→ **Text to read**:
## BEGIN

International Student Job Search Planning Timeline
- Learn about the Office of International Affairs (OIA) and the resources they provide, including visa statuses
- Understand the process of applying to CPT and how it relates to on and off-campus internships
- Learn best practices for drafting your resume and cover letter and tips for interviewing
- Develop list of companies you would like to network and intern with
- Identify Career Cohort Programs of interest
- Determine and seek out any professional development programs and information sessions you would like to attend
- Sign up for Career Advancement newsletters of interest
- Understand the visa requirements for the country you would like to intern in during the upcoming summer, or work in upon graduation
- Understand recruiting timelines for your area of interest
- Identify networking opportunities, such as LinkedIn and informational interviews
- Identify networking and professional development opportunities applicable to your area of interest
- Meet with a Careers In… advisor, if area of interest is finalized
- Tailor resume and cover letter to area of interest
- Request a Letter of Support for CPT, if necessary
- Apply for academic year or summer internships
- Understand the process of applying to post-graduation work authorization (OPT)
- Identify companies that may provide sponsorship for post-graduation positions
- Speak with OIA about the OPT application timeline and strategies for applying
- Identify full-time positions or graduate/professional school programs you would like to apply to
Almost all U.S.-based companies will require a resume at some point during the application process. If you need to convert a CV to a resume, you may review the Undergraduate Resume Guide.
Additional tips for how to tailor your personal information and experiences include:
- Introduce yourself using your legal and chosen name so employers know how you preferred to be addressed.
- If multilingual, emphasize the languages you speak.
- Exclude personal data to limit bias and discrimination within the hiring process. Personal data includes: date of birth, age, gender, ethnicity, social security number, visa status, political or religious affiliation, photographs
- If you attended an institution within another country, list your GPA given by the school while also providing a U.S. equivalent GPA so employers can better understand your academic performance.

## END

→ **Record list**:
## BEGIN

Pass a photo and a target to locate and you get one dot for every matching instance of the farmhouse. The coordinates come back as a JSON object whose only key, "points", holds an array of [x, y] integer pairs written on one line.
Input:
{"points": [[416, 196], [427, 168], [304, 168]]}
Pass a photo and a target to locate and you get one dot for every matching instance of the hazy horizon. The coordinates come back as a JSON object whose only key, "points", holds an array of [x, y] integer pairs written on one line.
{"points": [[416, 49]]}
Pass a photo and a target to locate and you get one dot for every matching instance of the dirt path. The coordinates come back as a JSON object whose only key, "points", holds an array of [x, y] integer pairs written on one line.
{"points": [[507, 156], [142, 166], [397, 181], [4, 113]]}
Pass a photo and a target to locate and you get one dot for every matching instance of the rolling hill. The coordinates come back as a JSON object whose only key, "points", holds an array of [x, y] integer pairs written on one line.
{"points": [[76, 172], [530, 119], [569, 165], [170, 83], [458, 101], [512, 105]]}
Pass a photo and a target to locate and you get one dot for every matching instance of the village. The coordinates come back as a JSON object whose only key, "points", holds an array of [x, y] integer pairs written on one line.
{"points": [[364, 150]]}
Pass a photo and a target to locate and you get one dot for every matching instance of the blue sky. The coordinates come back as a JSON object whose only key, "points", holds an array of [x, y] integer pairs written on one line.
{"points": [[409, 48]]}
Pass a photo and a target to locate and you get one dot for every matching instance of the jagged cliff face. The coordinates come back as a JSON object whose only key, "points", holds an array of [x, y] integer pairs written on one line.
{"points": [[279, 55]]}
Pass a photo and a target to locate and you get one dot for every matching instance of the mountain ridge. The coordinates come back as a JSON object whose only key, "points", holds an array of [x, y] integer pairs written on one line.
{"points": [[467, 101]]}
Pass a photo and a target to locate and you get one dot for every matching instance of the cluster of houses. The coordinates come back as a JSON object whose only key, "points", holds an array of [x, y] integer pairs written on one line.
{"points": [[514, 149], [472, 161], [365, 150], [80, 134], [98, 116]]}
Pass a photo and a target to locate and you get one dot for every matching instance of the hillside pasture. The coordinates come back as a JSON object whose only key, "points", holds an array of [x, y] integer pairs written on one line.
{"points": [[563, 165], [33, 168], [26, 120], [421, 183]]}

## END

Answer these questions about the job search timeline:
1. What may a student need to request for CPT?
2. Which guide can a student review to convert a CV to a resume?
3. Besides the GPA given by a school in another country, what GPA should a student provide?
Answer from the text only, not from the listing.

1. A Letter of Support.
2. The Undergraduate Resume Guide.
3. A U.S. equivalent GPA.